FRAGMENT TEKSTU:
^^^^^^^^^^^^^^^^
Na pytanie „czy minister Waszczykowski już się pakuje, czy gabinecik irański jest już spakowany?” Szymański odpowiedział, że nie będzie wdawał się w dyskusje na temat ewentualnych zmian w rządzie. – To są zmiany, które powinny podlegać ocenie osób, które podejmują decyzję, ja takich decyzji nie podejmuję, więc mam komfort nieoceniania zmian – powiedział wiceminister.
Według Szymańskiego, premier Morawiecki miał „bardzo ważne powody”, by przerwać swoją obecność na szczycie w Brukseli. Przypomnijmy, szef rządu w rozmowie z dziennikarzami mówił, że jego wcześniejszy powrót ze szczytu UE w Brukseli spowodowany był „pilnymi sprawami” w Polsce. Wyjaśnił, że w kraju czekały na niego „tajne dokumenty”. Szczyt UE w Brukseli stanowił pierwszą oficjalną wizytę nowego polskiego premiera. W agendzie znajdowały się tematy takie jak Brexit czy migracja. Doszło do spotkań bilateralnych Mateusza Morawieckiego z Theresą May i prezydentem Francji Emmanuelem Macronem. Po powrocie z Brukseli premier miał widzieć się z Mariuszem Kamińskim i Piotrem Krawczykiem, szefem ABW. Opuszczając szczyt, szef polskiego rządu nie wziął udziału w dyskusji o Brexicie.
^^^^^^^^^^^^^^^^
PRZEDSTAWIONE DANE:

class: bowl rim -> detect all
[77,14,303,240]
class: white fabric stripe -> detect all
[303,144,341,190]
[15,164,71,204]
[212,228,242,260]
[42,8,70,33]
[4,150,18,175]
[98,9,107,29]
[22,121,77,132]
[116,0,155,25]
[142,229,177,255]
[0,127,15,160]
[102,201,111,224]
^^^^^^^^^^^^^^^^
LISTA ZADAŃ:
1/ Przepisz dokładnie z fragmentu tekstu część zaczynającą się od słów „Według Szymańskiego, premier” i ciągnącą się aż do słów „dyskusji o Brexicie.”.
2/ Z kim według fragmentu tekstu Mateusz Morawiecki odbył spotkania bilateralne podczas szczytu UE w Brukseli?
3/ Oceń, czy poniższe stwierdzenia zgadzają się z fragmentem tekstu, odpowiadając „tak” lub „nie” i przytaczając rozstrzygające słowa.
(a) Szczyt UE w Brukseli był pierwszą oficjalną wizytą nowego polskiego premiera.
(b) Premier wziął udział w dyskusji o Brexicie.
(c) Szymański skomentował ewentualne zmiany w rządzie.

WYNIKI WEDŁUG ZADAŃ:
1/
Według Szymańskiego, premier Morawiecki miał „bardzo ważne powody”, by przerwać swoją obecność na szczycie w Brukseli. Przypomnijmy, szef rządu w rozmowie z dziennikarzami mówił, że jego wcześniejszy powrót ze szczytu UE w Brukseli spowodowany był „pilnymi sprawami” w Polsce. Wyjaśnił, że w kraju czekały na niego „tajne dokumenty”. Szczyt UE w Brukseli stanowił pierwszą oficjalną wizytę nowego polskiego premiera. W agendzie znajdowały się tematy takie jak Brexit czy migracja. Doszło do spotkań bilateralnych Mateusza Morawieckiego z Theresą May i prezydentem Francji Emmanuelem Macronem. Po powrocie z Brukseli premier miał widzieć się z Mariuszem Kamińskim i Piotrem Krawczykiem, szefem ABW. Opuszczając szczyt, szef polskiego rządu nie wziął udziału w dyskusji o Brexicie.

2/ Z Theresą May i prezydentem Francji Emmanuelem Macronem.

3/
(a) Tak: „Szczyt UE w Brukseli stanowił pierwszą oficjalną wizytę nowego polskiego premiera.”
(b) Nie: „Opuszczając szczyt, szef polskiego rządu nie wziął udziału w dyskusji o Brexicie.”
(c) Nie: „nie będzie wdawał się w dyskusje na temat ewentualnych zmian w rządzie”.